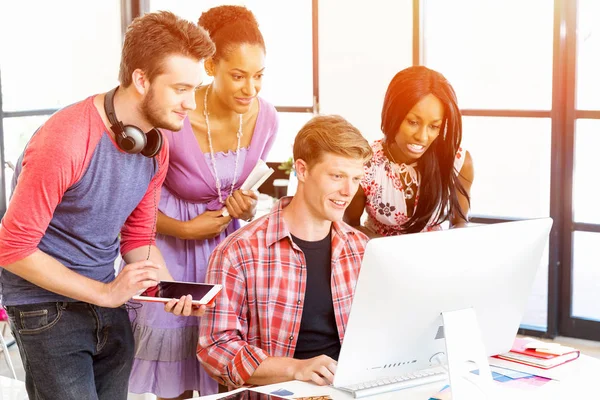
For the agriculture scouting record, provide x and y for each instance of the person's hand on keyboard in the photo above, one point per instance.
(319, 370)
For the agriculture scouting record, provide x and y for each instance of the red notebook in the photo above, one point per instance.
(539, 354)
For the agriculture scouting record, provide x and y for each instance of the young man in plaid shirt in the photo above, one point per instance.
(289, 276)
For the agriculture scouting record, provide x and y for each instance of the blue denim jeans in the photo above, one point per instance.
(73, 350)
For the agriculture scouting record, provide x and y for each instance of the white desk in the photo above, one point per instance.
(577, 379)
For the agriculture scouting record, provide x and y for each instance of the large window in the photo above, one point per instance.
(50, 57)
(503, 80)
(526, 77)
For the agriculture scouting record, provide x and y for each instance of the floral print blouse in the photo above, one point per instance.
(384, 190)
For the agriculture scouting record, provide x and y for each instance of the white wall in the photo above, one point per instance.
(362, 45)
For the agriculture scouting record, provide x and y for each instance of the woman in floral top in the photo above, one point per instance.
(419, 176)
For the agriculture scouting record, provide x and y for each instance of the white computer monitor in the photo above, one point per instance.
(406, 282)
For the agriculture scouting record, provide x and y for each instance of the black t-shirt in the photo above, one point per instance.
(318, 330)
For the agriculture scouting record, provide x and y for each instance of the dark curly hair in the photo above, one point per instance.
(231, 26)
(439, 181)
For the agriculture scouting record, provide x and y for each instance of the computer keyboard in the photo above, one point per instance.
(389, 384)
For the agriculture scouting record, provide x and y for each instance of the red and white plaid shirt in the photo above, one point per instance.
(263, 274)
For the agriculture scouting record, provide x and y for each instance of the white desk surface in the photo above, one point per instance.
(572, 380)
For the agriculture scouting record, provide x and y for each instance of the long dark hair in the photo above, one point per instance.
(439, 182)
(230, 26)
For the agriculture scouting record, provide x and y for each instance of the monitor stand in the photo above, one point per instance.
(465, 352)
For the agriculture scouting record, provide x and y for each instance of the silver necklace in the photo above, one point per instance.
(212, 152)
(409, 193)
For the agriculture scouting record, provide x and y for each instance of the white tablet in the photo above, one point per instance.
(165, 291)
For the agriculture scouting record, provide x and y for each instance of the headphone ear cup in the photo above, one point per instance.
(133, 141)
(154, 142)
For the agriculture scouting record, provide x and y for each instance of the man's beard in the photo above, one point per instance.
(152, 112)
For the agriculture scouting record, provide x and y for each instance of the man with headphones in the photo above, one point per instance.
(87, 186)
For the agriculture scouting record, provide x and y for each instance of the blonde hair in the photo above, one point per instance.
(330, 134)
(153, 37)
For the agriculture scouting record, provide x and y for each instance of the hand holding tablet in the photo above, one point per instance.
(165, 291)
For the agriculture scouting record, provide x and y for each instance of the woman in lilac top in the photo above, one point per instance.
(220, 143)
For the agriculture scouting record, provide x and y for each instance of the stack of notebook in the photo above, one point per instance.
(539, 354)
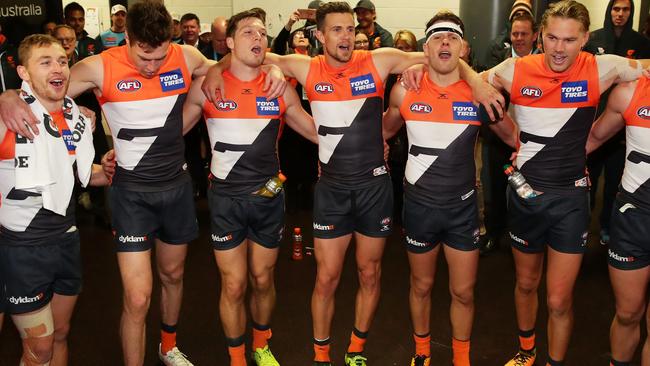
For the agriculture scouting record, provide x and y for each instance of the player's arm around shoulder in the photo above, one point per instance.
(393, 120)
(390, 60)
(611, 120)
(297, 118)
(193, 106)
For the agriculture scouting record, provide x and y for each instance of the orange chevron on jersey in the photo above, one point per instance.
(534, 84)
(123, 83)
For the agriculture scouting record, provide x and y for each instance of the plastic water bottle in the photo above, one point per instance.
(518, 182)
(272, 187)
(296, 254)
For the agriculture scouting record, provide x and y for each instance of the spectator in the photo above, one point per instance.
(366, 17)
(616, 37)
(361, 41)
(75, 16)
(217, 48)
(114, 36)
(8, 61)
(68, 39)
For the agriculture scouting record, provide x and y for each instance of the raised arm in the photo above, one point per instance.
(392, 117)
(611, 121)
(296, 117)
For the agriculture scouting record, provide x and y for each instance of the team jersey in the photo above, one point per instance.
(554, 112)
(23, 220)
(347, 106)
(442, 126)
(111, 39)
(145, 116)
(243, 134)
(635, 184)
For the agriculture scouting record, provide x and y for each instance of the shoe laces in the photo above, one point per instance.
(177, 357)
(522, 358)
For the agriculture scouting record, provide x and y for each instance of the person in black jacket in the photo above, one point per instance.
(616, 37)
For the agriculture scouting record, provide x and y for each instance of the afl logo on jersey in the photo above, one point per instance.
(531, 92)
(418, 107)
(226, 105)
(643, 112)
(128, 86)
(324, 88)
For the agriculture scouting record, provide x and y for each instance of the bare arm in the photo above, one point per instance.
(611, 121)
(296, 117)
(193, 106)
(392, 117)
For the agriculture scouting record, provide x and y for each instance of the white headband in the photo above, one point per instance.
(443, 27)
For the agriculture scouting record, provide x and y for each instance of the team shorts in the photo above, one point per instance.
(367, 210)
(139, 218)
(455, 225)
(629, 244)
(34, 273)
(558, 220)
(236, 218)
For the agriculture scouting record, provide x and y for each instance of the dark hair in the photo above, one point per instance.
(149, 23)
(34, 40)
(331, 7)
(73, 6)
(190, 16)
(447, 16)
(526, 17)
(233, 22)
(261, 12)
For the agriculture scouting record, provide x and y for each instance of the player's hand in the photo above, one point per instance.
(91, 115)
(275, 83)
(109, 164)
(17, 116)
(490, 98)
(213, 86)
(412, 77)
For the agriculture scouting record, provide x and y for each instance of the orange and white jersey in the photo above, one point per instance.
(23, 220)
(442, 126)
(635, 183)
(347, 106)
(554, 112)
(243, 133)
(145, 116)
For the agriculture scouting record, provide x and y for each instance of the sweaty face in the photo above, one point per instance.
(621, 12)
(563, 39)
(365, 17)
(68, 40)
(47, 72)
(443, 51)
(337, 37)
(249, 42)
(76, 20)
(146, 59)
(522, 37)
(190, 31)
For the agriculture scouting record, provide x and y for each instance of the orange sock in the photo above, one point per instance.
(322, 352)
(357, 342)
(237, 355)
(422, 345)
(527, 343)
(261, 337)
(461, 352)
(167, 341)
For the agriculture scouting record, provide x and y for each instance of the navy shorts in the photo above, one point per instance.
(236, 218)
(629, 244)
(558, 220)
(139, 218)
(367, 210)
(455, 225)
(34, 273)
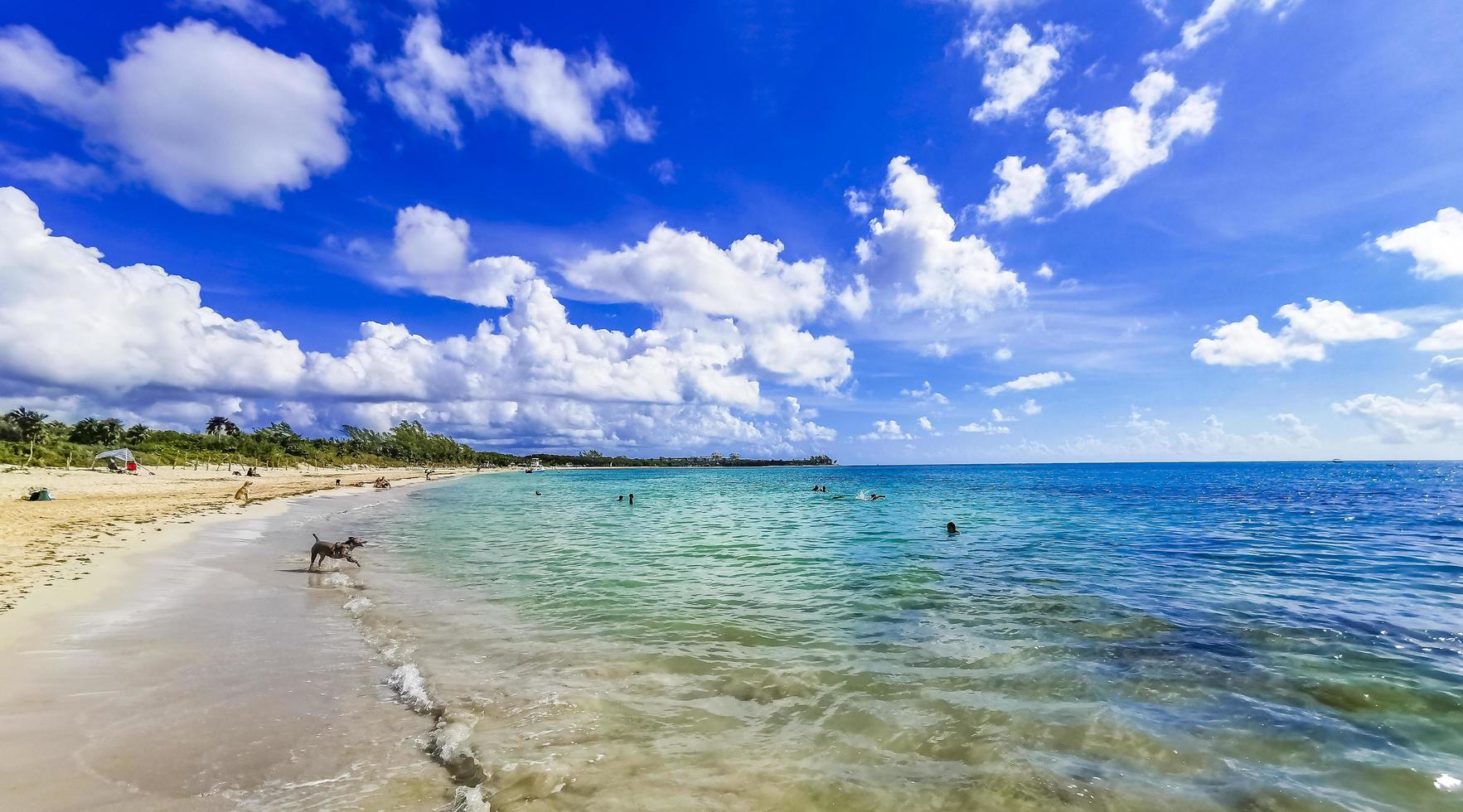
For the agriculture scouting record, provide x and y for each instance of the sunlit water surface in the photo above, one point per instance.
(1097, 636)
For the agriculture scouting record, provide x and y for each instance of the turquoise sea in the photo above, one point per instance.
(1251, 636)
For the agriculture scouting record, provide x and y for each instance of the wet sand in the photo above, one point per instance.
(210, 674)
(95, 512)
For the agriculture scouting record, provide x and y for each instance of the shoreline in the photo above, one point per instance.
(99, 517)
(122, 685)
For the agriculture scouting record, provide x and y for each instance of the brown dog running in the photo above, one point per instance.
(338, 550)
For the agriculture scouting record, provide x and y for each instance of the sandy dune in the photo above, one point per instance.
(94, 511)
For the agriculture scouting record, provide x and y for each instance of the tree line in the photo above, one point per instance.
(31, 437)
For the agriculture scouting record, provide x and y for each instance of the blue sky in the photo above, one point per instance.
(564, 220)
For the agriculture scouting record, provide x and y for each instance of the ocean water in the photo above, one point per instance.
(1257, 636)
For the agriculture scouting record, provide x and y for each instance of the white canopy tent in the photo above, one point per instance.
(122, 456)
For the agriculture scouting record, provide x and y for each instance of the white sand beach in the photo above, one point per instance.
(205, 670)
(95, 512)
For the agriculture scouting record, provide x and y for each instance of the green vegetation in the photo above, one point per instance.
(598, 460)
(28, 437)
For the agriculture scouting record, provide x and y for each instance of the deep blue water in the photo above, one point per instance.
(1097, 636)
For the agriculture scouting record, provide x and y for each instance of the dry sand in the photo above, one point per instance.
(223, 679)
(94, 512)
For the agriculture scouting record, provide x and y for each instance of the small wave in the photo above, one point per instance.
(407, 682)
(468, 799)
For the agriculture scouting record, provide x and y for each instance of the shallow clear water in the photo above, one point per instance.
(1097, 636)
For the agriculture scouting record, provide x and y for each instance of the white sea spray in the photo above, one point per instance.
(407, 682)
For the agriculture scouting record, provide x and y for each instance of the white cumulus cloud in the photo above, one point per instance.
(692, 281)
(913, 249)
(574, 99)
(1444, 338)
(1121, 143)
(202, 114)
(148, 346)
(1027, 382)
(1017, 69)
(1017, 193)
(985, 429)
(1436, 246)
(887, 431)
(1304, 338)
(432, 256)
(1436, 416)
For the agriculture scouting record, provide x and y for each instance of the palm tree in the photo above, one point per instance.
(220, 426)
(31, 426)
(97, 432)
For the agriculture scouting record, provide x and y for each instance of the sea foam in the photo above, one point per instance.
(407, 682)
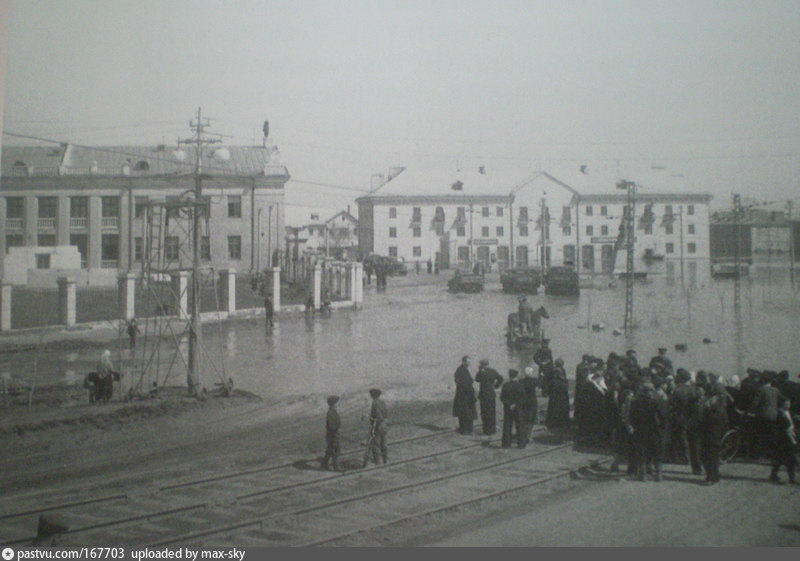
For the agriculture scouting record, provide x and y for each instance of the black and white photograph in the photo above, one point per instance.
(398, 274)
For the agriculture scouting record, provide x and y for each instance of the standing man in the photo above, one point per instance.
(269, 309)
(529, 384)
(464, 400)
(488, 381)
(332, 424)
(513, 398)
(133, 331)
(378, 427)
(544, 358)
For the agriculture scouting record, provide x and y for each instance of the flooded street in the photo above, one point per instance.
(409, 339)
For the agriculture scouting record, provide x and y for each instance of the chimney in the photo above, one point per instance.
(376, 181)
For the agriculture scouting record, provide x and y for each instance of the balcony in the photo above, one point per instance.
(46, 224)
(15, 224)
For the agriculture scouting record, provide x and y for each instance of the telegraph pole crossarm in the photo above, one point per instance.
(195, 332)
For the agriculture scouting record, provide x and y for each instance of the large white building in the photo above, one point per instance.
(535, 219)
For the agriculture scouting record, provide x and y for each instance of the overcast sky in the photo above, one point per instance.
(708, 89)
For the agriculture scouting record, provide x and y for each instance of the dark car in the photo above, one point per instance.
(561, 280)
(521, 279)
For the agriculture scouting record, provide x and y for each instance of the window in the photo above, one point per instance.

______

▶ _Written task_: Set out exactly the run of lines that begins at the line holding "of the telegraph" and ends at the last line of the data.

▶ _Solution for this task_:
For the agriculture scouting record, provide x and y for each instance of the telegraph pole crossarm in the photo above, one point per instance.
(195, 332)
For the agriculture scouting record, provide x and y for each instance of the large white building in the photo above, one point per instance.
(535, 219)
For the agriculture scouting record, provide x and y for each instance of the overcast sky in the photo above, one point per instance.
(708, 89)
For the agriculture scouting record, provide x and y for each instance of the dark car in the photo above, one point per instance.
(561, 280)
(521, 279)
For the agriculture scouting record, provide x and y for each instance of the window in the photo above, one point per instance.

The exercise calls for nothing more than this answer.